[Extrait de page]
Passé le choc de l'annonce de la récidive de la tumeur, et l'éclat en plein vol de notre projet sur le point de se concrétiser, il nous faut réfléchir et trouver comment sauver, ne serait-ce qu'un peu, notre voyage.
Le sea trip aux Antilles semble définitivement impossible : nous disposons de 8 mois maximum, or, il faut compter presque 5 mois pour l'aller-retour. Ca nous laissait 3 mois pour faire le tour de toutes les belles îles paradisiaques de l'archipel. Mais si l'opération est prévue fin octobre, et qu'il faut encore attendre le scanner de contrôle à 3 mois, ça rentre pas...
Faire la transatlantique aller, puis le retour en avion en laissant Heimoana jusqu'à l'année prochaine, ça implique que l'année prochaine nous ayons à nouveau 3 mois de libre pour faire le retour. Or, nos amis qui nous remplacent pour la gestion de l'entreprise se sont engagés pour 14 mois (de juillet 2018 à août 2019, pour nous aider sur 2 saisons estivales et gérer la morte saison). S'ils veulent rester plus, ce sera bienvenu, mais on ne peut décemment pas leur imposer ce choix, et le coût du port là-bas est très hors budget de toutes façons.
Faire convoyer Heimoana par un skippeur : là encore, le coût risque d'être largement au-dessus de nos moyens, et je serai extrêmement frustrée si je ne fais pas au moins une des deux traversées.

[Données sources]
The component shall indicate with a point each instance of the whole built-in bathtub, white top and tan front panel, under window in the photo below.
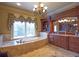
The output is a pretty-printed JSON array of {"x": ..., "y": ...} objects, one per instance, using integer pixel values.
[{"x": 22, "y": 46}]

[Énoncé du problème]
Poursuivez le récit sur le projet de voyage en voilier à partir de sa dernière phrase.

[Zone de réponse]
Bref, on regarde un peu tristement s'éteindre notre grand projet, celui qui méritait une médiation sur Internet via un blog sympa, et on va se rabattre sur des destinations beaucoup moins exotiques, mais néanmoins dépaysantes ! Puisque l'opération est plus loin que ce que nous avions espéré, pourquoi pas partir le 1er octobre, comme prévu, même pour 2 petites semaines ? Ca nous laisse comme option l'Espagne ou la Corse, mais Maëlyss refusant catégoriquement la traversée pour la Corse, ce sera l'Espagne. Si certains parmi vous connaissent des endroits atypiques et peu touristiques sur la côte Est, on est preneur !
Après l'opération, nous verrons bien, selon l'état de santé de Killian et les contrôles nécessaires, ce que nous pourrons envisager.
Le 11 septembre, il était prévu de sortir le bateau pour le carénage. Nous nous étions posé la question de le maintenir ou non, et finalement nous l'avons fait sortir comme prévu. Le boulot est parfait pour se changer les idées, et j'avoue que je n'avais pas bien mesuré à quel point j'allais pouvoir occuper mes pensées !
Le carénage consiste à nettoyer et repeindre la partie immergée de la coque (qu'on appelle la carène) et l'hélice. Soit quelques heures de boulot par jour pendant 3 jours et basta.
Nous savions que les côtés de la coque étaient dans un état plutôt tristounet, et qu'il serait bien de les retoucher un peu pour améliorer l'esthétique du bel Heimoana, et nous avions également prévu ces petits travaux de ponçage.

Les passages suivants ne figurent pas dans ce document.